__PROBLEMS TO SOLVE__.
1 - Render the sentence "Linux compatibility is the key here." from the thread on USB temperature sensors into Spanish.
2 - Carry on the thread about USB temperature sensors from the point where it stops.

__TEXT SHOWN__.
+++

# USB Temperature Sensor / Probe with Linux Compatibility



## drmike (Nov 14, 2014)

Anyone out here doing any work with USB attached temperature sensors / probes?

Looking for gear recommendation for USB temperature sensor / module / etc.   Prefer something finished, in a case aside from maybe a probe arm.

Linux compatibility is the key here. 

Anyone using such a device or can recommend one? (not interested in raw Raspberry Pi io-style modules/projects).


----------



## HalfEatenPie (Nov 14, 2014)

Double posted there!


----------



## pcan (Nov 14, 2014)

I had very good results from Yocto-thermocouple http://www.yoctopuce.com/EN/products/usb-environmental-sensors/yocto-thermocouple. Very good software support for any OS, including Linux. This USB interface is supplied with two basic (and flimsy) thermocouples. In my application I used standard rugged industrial thermocouples to measure the burning chamber temperature of a owen. The temperature data is then stored on a mysql database to plot the temperature profile of each burning cycle. The owen must reach a specific temperature to break down hazardous chemicals, so reliability is the key of this application, because a missing record could be fined.

+++

Outline items for labeled areas:
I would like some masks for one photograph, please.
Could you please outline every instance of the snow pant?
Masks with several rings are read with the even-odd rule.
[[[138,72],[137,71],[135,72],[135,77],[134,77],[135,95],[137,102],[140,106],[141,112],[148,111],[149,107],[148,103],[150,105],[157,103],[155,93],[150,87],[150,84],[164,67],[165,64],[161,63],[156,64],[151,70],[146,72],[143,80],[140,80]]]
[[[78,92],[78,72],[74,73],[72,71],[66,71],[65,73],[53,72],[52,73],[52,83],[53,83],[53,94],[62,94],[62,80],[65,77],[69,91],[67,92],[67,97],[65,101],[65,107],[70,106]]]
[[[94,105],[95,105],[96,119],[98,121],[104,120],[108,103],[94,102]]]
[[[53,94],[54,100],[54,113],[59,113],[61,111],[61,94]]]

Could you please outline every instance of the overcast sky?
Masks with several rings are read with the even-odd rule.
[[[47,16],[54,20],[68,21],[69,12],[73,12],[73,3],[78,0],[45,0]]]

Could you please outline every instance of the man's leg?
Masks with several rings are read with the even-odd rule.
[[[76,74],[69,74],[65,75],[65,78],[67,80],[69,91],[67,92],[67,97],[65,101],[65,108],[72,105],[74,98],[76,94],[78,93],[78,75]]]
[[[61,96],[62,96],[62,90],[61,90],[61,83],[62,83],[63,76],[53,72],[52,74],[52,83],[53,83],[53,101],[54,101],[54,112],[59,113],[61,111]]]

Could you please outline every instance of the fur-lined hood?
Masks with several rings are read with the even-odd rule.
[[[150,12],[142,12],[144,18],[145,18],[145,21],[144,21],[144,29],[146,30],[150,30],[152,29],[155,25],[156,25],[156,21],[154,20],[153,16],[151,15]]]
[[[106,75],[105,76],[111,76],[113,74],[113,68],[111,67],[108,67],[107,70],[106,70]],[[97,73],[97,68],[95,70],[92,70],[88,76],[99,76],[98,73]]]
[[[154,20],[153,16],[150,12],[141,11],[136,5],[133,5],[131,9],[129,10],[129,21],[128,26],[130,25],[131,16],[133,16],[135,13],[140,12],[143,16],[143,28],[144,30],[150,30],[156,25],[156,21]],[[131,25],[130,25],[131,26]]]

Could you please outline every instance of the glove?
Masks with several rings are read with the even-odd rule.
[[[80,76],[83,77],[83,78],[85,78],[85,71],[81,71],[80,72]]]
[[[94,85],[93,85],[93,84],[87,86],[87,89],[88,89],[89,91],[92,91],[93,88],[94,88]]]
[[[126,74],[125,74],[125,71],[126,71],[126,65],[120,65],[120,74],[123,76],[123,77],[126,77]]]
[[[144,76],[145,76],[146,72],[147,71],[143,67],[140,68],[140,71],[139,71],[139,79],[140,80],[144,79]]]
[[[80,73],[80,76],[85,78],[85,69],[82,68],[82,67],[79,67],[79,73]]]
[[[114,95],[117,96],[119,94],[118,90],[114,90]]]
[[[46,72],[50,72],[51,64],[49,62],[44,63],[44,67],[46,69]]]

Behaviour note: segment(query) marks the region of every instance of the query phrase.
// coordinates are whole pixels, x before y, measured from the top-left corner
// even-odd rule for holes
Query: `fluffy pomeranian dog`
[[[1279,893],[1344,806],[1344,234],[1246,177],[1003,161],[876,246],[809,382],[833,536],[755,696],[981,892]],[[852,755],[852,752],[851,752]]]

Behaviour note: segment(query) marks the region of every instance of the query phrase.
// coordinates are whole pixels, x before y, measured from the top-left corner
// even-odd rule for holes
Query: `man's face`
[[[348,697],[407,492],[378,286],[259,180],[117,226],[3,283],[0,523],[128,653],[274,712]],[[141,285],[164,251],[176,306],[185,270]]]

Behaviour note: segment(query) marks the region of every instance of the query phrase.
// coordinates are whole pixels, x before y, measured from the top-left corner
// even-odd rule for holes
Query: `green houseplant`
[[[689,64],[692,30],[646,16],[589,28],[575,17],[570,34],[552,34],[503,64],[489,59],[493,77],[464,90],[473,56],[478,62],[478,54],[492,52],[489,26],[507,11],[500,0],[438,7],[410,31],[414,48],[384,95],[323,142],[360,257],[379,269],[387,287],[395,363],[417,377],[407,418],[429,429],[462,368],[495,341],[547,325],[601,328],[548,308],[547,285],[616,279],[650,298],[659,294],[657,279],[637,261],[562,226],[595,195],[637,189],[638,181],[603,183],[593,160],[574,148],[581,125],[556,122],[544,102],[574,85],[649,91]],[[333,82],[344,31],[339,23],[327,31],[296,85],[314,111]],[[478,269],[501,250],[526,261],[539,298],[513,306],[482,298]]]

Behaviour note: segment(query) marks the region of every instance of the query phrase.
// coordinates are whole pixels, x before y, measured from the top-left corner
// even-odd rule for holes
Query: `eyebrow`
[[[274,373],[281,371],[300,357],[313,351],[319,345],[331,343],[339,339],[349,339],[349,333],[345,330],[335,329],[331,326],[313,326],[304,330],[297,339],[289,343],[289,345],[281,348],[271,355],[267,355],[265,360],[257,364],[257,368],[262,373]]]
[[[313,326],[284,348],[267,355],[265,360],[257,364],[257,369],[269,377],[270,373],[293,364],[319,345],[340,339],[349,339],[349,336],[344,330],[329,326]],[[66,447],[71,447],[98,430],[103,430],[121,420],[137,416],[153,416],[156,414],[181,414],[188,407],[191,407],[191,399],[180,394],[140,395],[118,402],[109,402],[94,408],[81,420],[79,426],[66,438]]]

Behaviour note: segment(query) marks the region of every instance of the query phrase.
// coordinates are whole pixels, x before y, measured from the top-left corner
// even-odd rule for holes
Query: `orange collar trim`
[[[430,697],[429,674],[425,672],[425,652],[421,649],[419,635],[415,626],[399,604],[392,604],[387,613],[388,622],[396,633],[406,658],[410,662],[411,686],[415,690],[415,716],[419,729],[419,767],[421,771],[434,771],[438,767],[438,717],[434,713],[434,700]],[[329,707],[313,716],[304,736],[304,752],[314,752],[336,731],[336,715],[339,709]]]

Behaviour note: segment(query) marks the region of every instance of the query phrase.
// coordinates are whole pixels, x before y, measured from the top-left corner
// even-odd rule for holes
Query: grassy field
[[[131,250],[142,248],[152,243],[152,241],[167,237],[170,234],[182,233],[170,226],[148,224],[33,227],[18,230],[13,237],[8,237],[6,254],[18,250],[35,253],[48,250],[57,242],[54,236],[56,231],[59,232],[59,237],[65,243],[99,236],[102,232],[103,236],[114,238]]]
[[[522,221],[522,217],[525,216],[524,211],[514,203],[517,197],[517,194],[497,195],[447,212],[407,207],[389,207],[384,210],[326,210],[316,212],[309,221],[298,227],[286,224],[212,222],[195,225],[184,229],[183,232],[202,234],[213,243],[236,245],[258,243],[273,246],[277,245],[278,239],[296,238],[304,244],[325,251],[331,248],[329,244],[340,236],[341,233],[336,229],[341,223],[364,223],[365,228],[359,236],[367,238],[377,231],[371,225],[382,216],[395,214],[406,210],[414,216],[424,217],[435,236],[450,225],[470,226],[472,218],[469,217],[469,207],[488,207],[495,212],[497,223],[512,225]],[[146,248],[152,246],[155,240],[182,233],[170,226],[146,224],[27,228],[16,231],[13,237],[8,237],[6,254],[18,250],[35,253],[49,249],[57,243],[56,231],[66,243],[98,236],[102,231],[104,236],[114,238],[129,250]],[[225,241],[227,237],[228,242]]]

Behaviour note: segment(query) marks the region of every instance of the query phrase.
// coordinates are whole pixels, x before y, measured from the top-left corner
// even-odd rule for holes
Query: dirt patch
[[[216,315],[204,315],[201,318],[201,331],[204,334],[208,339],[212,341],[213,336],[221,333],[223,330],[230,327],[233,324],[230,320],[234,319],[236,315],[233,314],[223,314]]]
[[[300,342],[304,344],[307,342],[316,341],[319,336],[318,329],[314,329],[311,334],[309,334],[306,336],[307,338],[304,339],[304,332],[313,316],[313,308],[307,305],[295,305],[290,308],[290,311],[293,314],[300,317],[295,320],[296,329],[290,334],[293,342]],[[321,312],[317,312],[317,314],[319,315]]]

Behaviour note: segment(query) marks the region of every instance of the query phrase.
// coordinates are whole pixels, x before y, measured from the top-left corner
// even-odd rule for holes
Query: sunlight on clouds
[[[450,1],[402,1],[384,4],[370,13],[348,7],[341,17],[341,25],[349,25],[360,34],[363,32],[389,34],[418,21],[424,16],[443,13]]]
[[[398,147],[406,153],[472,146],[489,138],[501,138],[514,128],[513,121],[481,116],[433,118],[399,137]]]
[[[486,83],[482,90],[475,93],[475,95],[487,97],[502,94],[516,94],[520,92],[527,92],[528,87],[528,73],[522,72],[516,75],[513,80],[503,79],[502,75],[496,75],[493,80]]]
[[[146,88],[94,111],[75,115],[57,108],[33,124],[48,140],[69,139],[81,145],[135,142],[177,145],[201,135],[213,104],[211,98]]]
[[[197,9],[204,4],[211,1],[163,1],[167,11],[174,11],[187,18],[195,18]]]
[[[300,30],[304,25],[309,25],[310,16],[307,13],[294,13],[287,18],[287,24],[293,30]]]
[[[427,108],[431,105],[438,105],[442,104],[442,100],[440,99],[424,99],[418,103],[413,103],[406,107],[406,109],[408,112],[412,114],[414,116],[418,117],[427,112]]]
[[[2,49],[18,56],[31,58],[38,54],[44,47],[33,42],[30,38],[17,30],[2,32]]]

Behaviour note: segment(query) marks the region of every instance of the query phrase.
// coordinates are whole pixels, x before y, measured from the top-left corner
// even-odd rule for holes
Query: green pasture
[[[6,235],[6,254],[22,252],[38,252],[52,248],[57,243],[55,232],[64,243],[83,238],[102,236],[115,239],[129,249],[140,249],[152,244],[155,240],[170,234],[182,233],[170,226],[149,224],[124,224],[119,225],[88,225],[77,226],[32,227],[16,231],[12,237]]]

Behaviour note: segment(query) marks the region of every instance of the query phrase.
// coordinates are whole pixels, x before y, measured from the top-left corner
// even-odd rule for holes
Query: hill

+++

__SOLVED PROBLEMS__.
1 - La compatibilidad con Linux es lo fundamental aquí.

2 -
----------



## drmike (Nov 15, 2014)

pcan said:


> I had very good results from Yocto-thermocouple http://www.yoctopuce.com/EN/products/usb-environmental-sensors/yocto-thermocouple. Very good software support for any OS, including Linux. This USB interface is supplied with two basic (and flimsy) thermocouples. In my application I used standard rugged industrial thermocouples to measure the burning chamber temperature of a owen. The temperature data is then stored on a mysql database to plot the temperature profile of each burning cycle. The owen must reach a specific temperature to break down hazardous chemicals, so reliability is the key of this application, because a missing record could be fined.


Yocto makes AWESOME stuff.  

Totally great recommendation!!!


----------



## TurnkeyInternet (Nov 27, 2014)

We've used IT Watchguard devices, it's not USB but you mentioned external - and this is simply a stand alone network / tcp-ip device that sends you the alert.

http://www.itwatchdogs.com/

We have clients who use them in their own racks to monitor things in addition to what we already do with our central system.  It's a good 1-off monitor device for a single client.


----------



## rds100 (Nov 27, 2014)

There is this cheap thing from DealExtreme - http://www.dx.com/p/temper-usb-thermometer-temperature-recorder-for-pc-laptop-81105

I haven't tried it myself, but some guy in the comments / reviews claims it works with linux.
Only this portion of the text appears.